# [Суть задания]
Ответьте по тексту о письме Толстого на вопросы, записывая каждый ответ с новой строки под той же буквой.
(а) Какой вопрос, по словам Толстого, всегда занимал его?
(б) Сколько лет себе называет Толстой в предисловии «Для чего я пишу?»?
(в) Как, согласно тексту, достигается убедительность в настоящей философии?

Толстой ответил, что его всегда занимал один последний вопрос: «На что я могу надеяться?» Для него это был в первую очередь вопрос о будущей жизни, о бессмертии души. Он также полагал, что все три вопроса нераздельно связаны в один: «что такое моя жизнь, что я такое?» (П 1: 210, 30 ноября 1875).
За двадцать лет до этого в своем дневнике молодой Толстой спрашивал себя: «Что я такое? <…> Что такое моя личность». Тогда он отвечал на этот вопрос в биографических и психологических терминах («Один из четырех сыновей отставного Подполковника, оставшийся с 7-летнего возраста без родителей. <…> Я дурен собой, неловок, нечистоплотен и светски необразован», 47: 9). Сейчас же это был вопрос не о его личности, то есть свойствах характера и положении в жизни, а о природе человека и его отношении к Богу, и он требовал не биографического, а философского или богословского ответа. Добавив, что может показаться странным и легкомысленным отвечать на этот вопрос «на двух почтовых листиках бумаги», Толстой заявил, что тем не менее может и должен это сделать и сделал бы, если бы писал не письмо «близкому человеку», но «свою profession de foi, зная, что меня слушает все человечество» (П 1: 230).
Затем он сделал длинное отступление о методе. Есть научный метод, убеждающий путем логического изложения результатов знания, но только одна философия – настоящая философия, имеющая задачей ответить на вопросы Канта, – действует не логическими выводами, а чем-то иным, и только гармоничность соединения в одно целое таких нелогических понятий может убедить, и при этом «убедительность достигается мгновенно, без выводов и доказательств». Толстой писал длинно, сумбурно, надеясь, что его собеседник поможет разобраться «в этом сумбуре» (П 1: 234–235, 30 ноября 1875). Как кажется, перед Толстым стояла задача не столько поисков веры, сколько поисков методов определения своей веры.
К этому письму был приложено (написанное рукой переписчика) предисловие к философскому сочинению, озаглавленное «Для чего я пишу?». Толстой начал от первого лица и в биографическом ключе: «Мне 47 лет. <…> я чувствую, что для меня наступила старость». Он писал аллегорическим языком духовной автобиографии: как путник, он поднимался выше и выше «на таинственную гору», но не нашел того, что искал, и начал спуск туда, откуда он вышел. Теперь он вступал в старость, и пред ним была смерть. Отвергнув мысль, что жизнь – это «пустая и глупая шутка» («то сознание, из которого Декарт пришел к доказательству существования Бога»), он стал отыскивать иной взгляд на жизнь, «при котором уничтожилась бы кажущаяся бессмыслица жизни». Итак, «рассказать о том, каким образом из состояния безнадежности и отчаянья я перешел к уяснению для себя смысла жизни – составляет цель и содержание того, что пишу» (П 1: 236–237, 30 ноября 1875). (Через несколько лет в «Исповеди» Толстой воспользуется тем же языком, теми же метафорами.)

# [Материал]
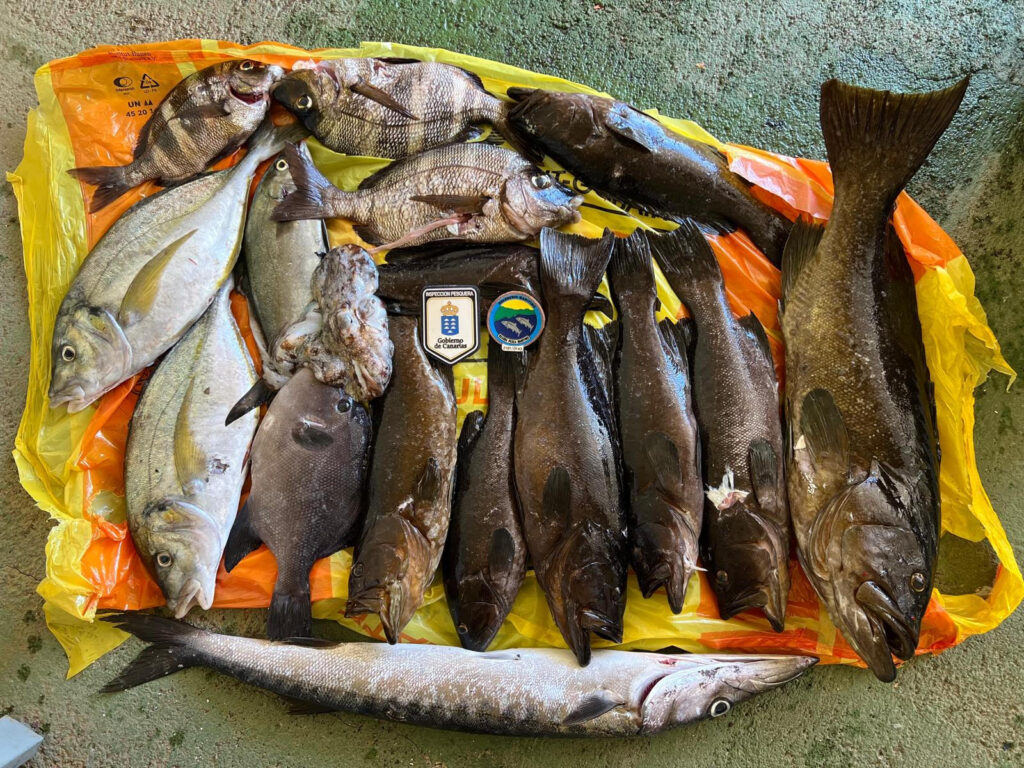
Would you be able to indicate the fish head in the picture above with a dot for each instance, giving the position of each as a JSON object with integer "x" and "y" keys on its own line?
{"x": 181, "y": 546}
{"x": 89, "y": 355}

# [Результат]
(а) «На что я могу надеяться?»
(б) 47 лет.
(в) Мгновенно, без выводов и доказательств.